→ **DIRECTIONS FOR THIS TASK**: Write out the part of the text on the SiEUGreen housing project word for word, starting at "It is the company" and ending at "biogas and fertilizers.".

→ **SUPPLIED TEXT**:
__________

It is the company Niels Torp AS who are the architects. The project manager for the development is Norwegian-Chinese and very engaged in the project SiEUGreen, where they will include food in the apartment complex and install more environmentally friendly toilet types - such as vacuum toilets, urine-sorting toilets and solar-powered toilets.
"90% of the sewage contamination comes from the toilet," Jenssen says, and points out that they will look at how the alternative toilet types and subsequent treatments can transform this pollutant into a valuable resource in the form of biogas and fertilizers.
"I started my career at NMBU working with sewage networks in scattered settlements. Now, with local solutions, this has become trendy again. Large systems are very vulnerable, especially when they are computer controlled. We can create solutions that eventually make any one house self-sufficient with water and drainage etc. I think the future in many areas is becoming more and more decentralized, "Jenssen says.
"What we are going to demonstrate in Turkey, Denmark, China and Fredrikstad will have big consequences. We will build energy efficient solutions that make the homes comfortable with 10% of today's water consumption - and maybe 10% of the energy and heating consumption we have today. We will not get the consumption down to zero, that is not realistic, but looking at solutions to reduce it by at least 90%. We will also document this as well as look at how this can be done on a large scale, he concludes.

__________

→ **LISTED RECORDS**:
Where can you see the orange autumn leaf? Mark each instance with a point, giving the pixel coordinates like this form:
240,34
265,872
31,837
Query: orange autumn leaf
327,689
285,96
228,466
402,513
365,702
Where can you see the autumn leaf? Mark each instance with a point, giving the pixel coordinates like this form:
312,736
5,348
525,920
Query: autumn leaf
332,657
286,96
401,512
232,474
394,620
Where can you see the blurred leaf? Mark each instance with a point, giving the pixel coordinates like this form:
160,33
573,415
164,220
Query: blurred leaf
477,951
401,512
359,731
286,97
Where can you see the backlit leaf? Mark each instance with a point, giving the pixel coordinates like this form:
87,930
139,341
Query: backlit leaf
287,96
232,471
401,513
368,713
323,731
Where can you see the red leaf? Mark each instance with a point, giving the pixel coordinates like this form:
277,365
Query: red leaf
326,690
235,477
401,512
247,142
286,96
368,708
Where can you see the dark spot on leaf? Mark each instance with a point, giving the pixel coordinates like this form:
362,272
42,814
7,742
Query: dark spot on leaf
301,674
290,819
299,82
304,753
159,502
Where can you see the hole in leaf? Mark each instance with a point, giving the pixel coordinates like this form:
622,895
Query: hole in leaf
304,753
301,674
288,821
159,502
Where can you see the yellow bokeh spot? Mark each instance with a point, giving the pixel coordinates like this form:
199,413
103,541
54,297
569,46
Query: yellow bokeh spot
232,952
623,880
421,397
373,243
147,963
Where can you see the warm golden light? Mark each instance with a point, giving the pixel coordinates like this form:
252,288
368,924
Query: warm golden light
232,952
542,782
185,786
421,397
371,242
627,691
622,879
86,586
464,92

__________

→ **WRITTEN SOLUTION**:
It is the company Niels Torp AS who are the architects. The project manager for the development is Norwegian-Chinese and very engaged in the project SiEUGreen, where they will include food in the apartment complex and install more environmentally friendly toilet types - such as vacuum toilets, urine-sorting toilets and solar-powered toilets.
"90% of the sewage contamination comes from the toilet," Jenssen says, and points out that they will look at how the alternative toilet types and subsequent treatments can transform this pollutant into a valuable resource in the form of biogas and fertilizers.